■ **Seite**:
Jeder Verstoß gegen diese Pflichten des AG berechtigt zum einen die SchwbV ein OWI gem. § 156 Abs. 1 Satz 9 in einer Höhe von bis zu 10.000,- € gegen den Zuständigen hier zu beantragen.
Weiter berechtig es den BR einer Versetzung oder auch ggf. Einstellung die Zustimmung zu verweigern.

Letztlich stellt die Verletzung des SGB IX ein berechtigtes Indiz für einen Verstoß gegen das AGG § 1 mit all seinen möglichen Folgen dar.

Weiter gibt es ja auch die Rechtsprechung (Urteil), welche man hier in den forumsseiten findet, dass der BR/PR bei Verstoß gegen § 81 Abs. 1 die Zustimmung zur Einstellung/ Besetzung verweigern kann.

■ **Zu erledigende Aufgabe 1**:
Gib bitte alles in den Einträgen vom Anfang bis hinunter zur Zeile mit "0 21 L 0 25", diese eingeschlossen, wörtlich wieder. Lass die Bilder dabei weg.
Die Einträge haben mit dem Text nichts zu tun.

■ **Erfasste Angaben**:

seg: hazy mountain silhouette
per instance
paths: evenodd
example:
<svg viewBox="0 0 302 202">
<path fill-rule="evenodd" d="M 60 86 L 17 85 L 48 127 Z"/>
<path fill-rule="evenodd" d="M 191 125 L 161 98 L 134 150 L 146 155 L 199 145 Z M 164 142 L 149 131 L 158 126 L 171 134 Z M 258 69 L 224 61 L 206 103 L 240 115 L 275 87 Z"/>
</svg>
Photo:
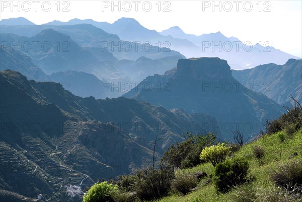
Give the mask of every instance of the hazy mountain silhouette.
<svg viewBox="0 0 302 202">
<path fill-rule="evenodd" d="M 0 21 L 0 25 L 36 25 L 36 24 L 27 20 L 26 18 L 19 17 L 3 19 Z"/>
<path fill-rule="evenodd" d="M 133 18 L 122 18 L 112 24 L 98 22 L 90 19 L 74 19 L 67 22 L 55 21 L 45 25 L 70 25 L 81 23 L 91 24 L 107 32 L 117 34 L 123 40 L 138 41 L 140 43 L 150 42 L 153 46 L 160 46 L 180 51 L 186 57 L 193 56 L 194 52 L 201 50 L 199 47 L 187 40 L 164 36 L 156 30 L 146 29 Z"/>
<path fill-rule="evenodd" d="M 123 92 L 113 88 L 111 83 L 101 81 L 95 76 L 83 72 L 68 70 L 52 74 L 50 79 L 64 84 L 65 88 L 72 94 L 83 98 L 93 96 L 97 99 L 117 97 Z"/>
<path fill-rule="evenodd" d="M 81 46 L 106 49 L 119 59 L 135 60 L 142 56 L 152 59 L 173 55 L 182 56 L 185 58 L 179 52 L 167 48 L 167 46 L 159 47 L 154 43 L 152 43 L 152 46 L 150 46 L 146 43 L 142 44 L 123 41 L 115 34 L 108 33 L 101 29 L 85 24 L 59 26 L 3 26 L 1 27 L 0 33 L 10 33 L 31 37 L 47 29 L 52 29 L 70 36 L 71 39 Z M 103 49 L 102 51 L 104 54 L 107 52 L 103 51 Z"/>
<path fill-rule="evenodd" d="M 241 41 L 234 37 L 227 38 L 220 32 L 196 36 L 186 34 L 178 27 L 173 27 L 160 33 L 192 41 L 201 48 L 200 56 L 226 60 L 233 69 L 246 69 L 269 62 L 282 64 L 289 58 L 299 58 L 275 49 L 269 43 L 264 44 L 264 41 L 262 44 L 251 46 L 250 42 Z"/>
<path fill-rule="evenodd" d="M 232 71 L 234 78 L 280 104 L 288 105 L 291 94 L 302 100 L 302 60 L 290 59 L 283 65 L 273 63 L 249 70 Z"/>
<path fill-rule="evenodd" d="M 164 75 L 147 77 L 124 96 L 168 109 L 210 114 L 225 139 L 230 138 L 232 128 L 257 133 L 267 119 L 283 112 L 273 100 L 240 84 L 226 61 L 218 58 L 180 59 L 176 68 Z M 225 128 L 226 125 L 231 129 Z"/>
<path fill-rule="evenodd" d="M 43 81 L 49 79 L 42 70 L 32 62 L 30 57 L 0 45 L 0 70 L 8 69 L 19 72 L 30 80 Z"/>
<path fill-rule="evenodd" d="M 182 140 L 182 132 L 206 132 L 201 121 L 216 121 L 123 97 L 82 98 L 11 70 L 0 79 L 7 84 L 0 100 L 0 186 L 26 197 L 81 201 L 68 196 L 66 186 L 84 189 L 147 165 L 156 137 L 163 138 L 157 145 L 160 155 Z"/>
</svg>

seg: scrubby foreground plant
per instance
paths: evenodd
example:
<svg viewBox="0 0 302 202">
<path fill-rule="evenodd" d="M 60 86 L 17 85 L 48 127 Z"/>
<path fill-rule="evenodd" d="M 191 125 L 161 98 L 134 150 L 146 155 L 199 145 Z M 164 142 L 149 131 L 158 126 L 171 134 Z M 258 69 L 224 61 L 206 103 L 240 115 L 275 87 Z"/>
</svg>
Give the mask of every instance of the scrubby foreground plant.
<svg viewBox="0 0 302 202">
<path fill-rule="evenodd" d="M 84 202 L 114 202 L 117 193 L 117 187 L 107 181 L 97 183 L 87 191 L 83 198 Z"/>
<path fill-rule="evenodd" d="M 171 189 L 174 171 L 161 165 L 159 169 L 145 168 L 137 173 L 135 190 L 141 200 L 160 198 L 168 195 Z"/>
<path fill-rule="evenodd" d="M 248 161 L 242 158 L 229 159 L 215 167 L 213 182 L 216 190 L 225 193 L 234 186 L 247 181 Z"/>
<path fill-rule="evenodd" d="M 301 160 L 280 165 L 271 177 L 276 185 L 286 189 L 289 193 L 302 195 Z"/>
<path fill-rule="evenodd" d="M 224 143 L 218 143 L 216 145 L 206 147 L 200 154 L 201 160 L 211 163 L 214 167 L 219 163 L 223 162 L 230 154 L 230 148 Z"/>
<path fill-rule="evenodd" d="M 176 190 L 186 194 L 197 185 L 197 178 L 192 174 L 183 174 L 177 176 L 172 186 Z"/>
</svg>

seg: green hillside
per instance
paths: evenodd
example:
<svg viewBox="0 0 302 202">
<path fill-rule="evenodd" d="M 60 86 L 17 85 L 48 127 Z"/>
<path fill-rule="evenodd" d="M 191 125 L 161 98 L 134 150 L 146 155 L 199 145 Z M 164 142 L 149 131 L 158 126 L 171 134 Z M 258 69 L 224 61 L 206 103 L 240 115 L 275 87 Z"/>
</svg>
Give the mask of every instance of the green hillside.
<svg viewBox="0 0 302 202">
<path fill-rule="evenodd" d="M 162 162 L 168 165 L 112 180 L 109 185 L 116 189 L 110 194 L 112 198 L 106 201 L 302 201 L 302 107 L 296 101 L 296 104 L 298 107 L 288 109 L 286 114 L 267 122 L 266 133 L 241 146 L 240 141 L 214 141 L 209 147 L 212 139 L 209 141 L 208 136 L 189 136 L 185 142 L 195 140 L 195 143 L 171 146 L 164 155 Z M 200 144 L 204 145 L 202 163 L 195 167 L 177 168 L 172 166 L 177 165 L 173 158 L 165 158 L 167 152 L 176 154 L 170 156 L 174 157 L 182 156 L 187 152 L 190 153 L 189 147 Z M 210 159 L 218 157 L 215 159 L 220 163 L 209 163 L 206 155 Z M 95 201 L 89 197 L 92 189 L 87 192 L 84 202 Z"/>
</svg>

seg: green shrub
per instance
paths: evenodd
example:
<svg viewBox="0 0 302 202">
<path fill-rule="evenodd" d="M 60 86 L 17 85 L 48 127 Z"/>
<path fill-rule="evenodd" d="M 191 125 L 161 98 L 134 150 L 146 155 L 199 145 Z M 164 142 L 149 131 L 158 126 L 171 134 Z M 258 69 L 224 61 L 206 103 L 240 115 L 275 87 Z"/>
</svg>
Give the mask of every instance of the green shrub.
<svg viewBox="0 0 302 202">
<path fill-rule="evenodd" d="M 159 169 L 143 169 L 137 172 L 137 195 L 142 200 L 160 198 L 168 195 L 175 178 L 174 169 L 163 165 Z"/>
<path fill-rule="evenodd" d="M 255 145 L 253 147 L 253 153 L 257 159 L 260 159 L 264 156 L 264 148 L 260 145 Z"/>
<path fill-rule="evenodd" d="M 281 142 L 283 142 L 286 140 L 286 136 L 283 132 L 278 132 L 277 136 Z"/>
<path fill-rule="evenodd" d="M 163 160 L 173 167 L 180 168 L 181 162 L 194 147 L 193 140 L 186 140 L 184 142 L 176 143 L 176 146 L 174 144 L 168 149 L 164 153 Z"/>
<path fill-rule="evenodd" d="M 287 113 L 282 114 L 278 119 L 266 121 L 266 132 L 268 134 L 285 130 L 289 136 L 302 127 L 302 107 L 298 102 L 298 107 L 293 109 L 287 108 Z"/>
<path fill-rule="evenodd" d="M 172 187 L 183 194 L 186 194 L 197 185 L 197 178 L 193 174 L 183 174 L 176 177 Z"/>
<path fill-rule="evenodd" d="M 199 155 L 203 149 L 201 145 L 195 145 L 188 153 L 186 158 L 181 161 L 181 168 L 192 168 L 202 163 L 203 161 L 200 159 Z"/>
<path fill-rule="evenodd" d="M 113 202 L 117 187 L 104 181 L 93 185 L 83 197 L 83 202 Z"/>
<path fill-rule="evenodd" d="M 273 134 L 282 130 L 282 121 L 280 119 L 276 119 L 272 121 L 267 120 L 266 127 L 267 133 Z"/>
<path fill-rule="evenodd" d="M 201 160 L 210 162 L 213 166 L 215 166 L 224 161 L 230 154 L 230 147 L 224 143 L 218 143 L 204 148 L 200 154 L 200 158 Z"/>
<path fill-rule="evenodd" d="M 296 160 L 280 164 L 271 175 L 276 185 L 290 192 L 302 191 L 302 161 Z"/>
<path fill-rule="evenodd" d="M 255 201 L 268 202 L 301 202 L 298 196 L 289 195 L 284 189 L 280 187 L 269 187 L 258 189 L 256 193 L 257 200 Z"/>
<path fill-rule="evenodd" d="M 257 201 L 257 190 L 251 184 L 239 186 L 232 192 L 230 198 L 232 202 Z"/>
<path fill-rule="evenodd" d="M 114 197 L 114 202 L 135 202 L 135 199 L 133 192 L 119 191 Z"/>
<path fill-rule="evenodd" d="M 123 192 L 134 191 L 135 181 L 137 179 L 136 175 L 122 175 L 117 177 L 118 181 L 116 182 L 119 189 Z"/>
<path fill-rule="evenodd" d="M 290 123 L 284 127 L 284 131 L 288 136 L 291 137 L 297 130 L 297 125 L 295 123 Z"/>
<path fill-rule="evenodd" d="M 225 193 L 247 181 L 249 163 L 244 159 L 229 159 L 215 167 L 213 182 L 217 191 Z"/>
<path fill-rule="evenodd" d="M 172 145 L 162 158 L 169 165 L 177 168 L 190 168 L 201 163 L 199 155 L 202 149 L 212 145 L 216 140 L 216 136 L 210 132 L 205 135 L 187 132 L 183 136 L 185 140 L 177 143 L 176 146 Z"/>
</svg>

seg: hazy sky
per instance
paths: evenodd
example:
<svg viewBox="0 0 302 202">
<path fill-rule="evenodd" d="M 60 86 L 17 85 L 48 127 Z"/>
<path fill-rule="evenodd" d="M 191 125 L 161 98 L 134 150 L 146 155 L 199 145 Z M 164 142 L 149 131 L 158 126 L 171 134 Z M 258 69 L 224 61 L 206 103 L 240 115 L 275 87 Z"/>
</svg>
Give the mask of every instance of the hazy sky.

■ **Zu erledigende Aufgabe 2**:
Bis zu welcher Höhe kann die SchwbV laut dem Text eine OWI gegen den Zuständigen beantragen?

■ **Fertige Antwort 1**:
seg: hazy mountain silhouette
per instance
paths: evenodd
example:
<svg viewBox="0 0 302 202">
<path fill-rule="evenodd" d="M 60 86 L 17 85 L 48 127 Z"/>
<path fill-rule="evenodd" d="M 191 125 L 161 98 L 134 150 L 146 155 L 199 145 Z M 164 142 L 149 131 L 158 126 L 171 134 Z M 258 69 L 224 61 L 206 103 L 240 115 L 275 87 Z"/>
</svg>
Photo:
Give the mask of every instance of the hazy mountain silhouette.
<svg viewBox="0 0 302 202">
<path fill-rule="evenodd" d="M 0 21 L 0 25 L 36 25 L 36 24 L 27 20 L 26 18 L 19 17 L 3 19 Z"/>

■ **Fertige Antwort 2**:
Bis zu 10.000,- €.